> _JOB_
Print word for word the lines below, starting with the one that contains "Planogram-check task. Target: gravestone" and ending with the one that contains "point(134, 444)", with both of those lines included.

>> Start STORED RECORDS

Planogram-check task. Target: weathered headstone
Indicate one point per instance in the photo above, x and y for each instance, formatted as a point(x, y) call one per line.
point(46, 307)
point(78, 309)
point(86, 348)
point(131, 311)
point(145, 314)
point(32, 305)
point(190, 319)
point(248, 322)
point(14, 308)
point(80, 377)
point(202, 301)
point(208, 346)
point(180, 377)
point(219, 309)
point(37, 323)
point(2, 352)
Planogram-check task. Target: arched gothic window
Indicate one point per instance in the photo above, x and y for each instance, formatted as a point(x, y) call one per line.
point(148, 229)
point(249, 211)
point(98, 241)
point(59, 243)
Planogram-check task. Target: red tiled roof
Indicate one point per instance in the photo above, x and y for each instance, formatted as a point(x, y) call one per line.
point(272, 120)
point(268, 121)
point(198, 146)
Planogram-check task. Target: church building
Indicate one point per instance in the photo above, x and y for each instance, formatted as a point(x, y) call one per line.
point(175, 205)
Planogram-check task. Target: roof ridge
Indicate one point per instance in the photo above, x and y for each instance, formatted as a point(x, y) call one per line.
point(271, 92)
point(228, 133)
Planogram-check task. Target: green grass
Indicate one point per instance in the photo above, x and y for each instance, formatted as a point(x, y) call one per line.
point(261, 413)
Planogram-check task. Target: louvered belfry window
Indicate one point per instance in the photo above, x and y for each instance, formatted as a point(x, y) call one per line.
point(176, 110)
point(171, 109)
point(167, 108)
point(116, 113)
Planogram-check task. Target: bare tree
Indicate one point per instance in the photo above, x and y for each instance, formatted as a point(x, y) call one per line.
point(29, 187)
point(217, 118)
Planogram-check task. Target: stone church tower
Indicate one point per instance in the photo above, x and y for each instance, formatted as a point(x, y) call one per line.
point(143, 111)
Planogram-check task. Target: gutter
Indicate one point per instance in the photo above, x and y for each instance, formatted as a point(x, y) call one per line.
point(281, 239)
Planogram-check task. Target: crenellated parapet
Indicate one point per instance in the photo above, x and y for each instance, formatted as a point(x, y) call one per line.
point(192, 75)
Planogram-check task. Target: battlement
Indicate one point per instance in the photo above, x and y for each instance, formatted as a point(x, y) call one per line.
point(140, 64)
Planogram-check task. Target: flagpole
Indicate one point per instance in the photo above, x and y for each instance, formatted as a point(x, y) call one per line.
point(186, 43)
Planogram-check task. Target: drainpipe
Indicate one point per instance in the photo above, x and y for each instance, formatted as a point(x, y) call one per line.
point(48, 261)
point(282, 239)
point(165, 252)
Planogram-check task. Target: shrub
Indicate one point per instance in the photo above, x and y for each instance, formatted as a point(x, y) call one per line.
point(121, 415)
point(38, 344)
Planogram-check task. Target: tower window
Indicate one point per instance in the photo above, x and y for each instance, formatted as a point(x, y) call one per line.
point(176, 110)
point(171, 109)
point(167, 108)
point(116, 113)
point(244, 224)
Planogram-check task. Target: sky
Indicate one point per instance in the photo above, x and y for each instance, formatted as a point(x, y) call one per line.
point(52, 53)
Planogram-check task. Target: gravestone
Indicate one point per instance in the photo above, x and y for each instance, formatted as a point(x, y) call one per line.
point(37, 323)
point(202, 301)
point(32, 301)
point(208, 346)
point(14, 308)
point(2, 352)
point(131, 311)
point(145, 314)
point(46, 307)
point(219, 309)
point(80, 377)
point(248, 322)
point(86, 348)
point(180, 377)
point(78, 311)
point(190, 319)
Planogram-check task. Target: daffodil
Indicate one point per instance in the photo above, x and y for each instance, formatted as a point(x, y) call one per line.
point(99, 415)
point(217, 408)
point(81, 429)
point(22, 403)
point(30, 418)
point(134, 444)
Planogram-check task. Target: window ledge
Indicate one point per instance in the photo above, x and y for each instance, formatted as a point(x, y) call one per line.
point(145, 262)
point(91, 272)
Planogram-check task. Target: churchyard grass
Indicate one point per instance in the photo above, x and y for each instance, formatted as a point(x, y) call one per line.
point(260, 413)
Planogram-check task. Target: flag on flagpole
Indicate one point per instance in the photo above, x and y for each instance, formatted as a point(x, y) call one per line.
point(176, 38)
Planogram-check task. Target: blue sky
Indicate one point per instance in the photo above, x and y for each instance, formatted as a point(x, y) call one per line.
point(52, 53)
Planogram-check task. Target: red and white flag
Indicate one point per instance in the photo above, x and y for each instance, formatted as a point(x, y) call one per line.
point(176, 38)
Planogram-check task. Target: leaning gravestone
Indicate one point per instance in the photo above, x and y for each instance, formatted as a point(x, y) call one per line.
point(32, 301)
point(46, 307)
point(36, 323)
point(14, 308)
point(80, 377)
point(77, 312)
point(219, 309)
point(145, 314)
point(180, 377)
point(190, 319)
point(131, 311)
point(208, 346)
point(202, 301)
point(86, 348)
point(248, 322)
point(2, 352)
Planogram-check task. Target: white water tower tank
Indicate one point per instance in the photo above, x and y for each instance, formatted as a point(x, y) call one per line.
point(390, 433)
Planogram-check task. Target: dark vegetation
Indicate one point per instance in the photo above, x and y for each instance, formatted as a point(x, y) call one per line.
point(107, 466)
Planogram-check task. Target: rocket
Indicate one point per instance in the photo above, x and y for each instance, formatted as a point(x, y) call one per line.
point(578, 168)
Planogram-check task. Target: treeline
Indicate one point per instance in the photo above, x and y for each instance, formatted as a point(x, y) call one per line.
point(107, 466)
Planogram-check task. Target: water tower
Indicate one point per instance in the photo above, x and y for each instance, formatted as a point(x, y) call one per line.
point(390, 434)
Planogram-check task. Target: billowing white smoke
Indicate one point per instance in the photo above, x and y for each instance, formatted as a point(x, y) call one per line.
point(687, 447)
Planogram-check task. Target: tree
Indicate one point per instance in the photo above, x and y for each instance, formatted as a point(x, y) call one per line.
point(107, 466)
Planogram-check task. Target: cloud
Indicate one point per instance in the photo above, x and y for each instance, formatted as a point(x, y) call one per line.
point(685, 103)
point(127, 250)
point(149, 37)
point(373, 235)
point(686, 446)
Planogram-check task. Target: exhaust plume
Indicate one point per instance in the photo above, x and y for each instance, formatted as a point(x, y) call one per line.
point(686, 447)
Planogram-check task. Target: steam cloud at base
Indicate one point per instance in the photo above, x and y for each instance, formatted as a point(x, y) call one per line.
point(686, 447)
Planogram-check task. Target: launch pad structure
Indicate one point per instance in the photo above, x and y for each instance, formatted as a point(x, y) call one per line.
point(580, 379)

>> End STORED RECORDS

> _EXPECTED ANSWER_
Planogram-check task. Target: gravestone
Indicate one point per instance in the photo above, x and y for each instance, formatted as a point(x, y) call one per line.
point(37, 323)
point(202, 301)
point(32, 301)
point(208, 346)
point(14, 308)
point(2, 352)
point(131, 311)
point(145, 314)
point(46, 307)
point(219, 309)
point(80, 377)
point(248, 322)
point(86, 348)
point(180, 377)
point(78, 311)
point(190, 319)
Planogram-check task. Target: daffodil
Indicate one point per instance in the photo above, x and y for each instance, formatted as a point(x, y) call one per line.
point(99, 415)
point(217, 408)
point(81, 429)
point(22, 403)
point(30, 418)
point(134, 444)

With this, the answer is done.